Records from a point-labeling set
========================

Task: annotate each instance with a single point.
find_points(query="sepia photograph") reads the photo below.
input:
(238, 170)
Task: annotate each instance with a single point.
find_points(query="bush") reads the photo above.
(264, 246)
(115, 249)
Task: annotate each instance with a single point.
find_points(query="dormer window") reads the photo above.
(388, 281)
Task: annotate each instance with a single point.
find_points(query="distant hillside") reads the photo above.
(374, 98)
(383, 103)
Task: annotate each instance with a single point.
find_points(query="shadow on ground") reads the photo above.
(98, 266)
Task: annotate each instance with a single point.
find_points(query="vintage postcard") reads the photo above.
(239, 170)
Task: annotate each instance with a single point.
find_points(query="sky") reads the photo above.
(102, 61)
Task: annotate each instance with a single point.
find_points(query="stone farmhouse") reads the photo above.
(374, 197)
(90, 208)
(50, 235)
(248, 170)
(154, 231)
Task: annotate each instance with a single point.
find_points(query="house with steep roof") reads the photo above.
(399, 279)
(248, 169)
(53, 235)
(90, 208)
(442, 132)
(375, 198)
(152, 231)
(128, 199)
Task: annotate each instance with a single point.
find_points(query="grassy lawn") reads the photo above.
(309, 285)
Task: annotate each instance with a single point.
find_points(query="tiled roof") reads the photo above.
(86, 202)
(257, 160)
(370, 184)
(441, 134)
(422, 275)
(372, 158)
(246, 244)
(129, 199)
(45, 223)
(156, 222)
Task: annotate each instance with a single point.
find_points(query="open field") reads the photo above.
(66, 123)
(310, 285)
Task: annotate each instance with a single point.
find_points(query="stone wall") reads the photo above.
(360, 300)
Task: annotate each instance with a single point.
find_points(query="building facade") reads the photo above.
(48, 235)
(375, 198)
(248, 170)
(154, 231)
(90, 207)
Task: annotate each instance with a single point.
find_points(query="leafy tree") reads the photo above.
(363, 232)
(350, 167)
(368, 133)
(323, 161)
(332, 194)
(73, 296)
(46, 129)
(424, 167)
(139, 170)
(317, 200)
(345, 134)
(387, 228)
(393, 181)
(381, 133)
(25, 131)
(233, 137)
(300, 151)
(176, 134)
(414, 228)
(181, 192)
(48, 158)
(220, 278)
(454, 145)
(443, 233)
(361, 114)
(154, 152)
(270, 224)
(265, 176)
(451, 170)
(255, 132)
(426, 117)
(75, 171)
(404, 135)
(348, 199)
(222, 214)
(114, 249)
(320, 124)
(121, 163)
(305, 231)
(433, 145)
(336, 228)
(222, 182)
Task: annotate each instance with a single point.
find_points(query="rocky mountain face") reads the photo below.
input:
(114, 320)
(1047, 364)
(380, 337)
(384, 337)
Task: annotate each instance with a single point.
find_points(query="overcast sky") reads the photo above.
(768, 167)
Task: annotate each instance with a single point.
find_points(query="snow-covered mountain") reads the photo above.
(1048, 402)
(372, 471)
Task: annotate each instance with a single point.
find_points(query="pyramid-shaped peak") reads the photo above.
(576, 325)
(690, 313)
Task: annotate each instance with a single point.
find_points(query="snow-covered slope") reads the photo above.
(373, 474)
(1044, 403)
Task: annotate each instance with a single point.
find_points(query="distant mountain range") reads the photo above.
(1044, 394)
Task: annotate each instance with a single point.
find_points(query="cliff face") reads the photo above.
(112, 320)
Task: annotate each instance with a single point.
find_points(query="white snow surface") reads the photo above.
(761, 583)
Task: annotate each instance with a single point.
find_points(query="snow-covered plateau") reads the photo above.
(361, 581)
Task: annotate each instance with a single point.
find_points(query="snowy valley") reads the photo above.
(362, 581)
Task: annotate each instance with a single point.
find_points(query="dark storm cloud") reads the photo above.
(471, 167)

========================

▸ Exercise aim
Which lines of the records contain the string "covered"? Extract each of them in full, matching case exactly.

▸ Result of the exercise
find_points(query="snow-covered mountain") reads the photo above.
find_points(query="snow-covered slope") reads the photo above.
find_points(query="snow-covered plateau") reads the photo above.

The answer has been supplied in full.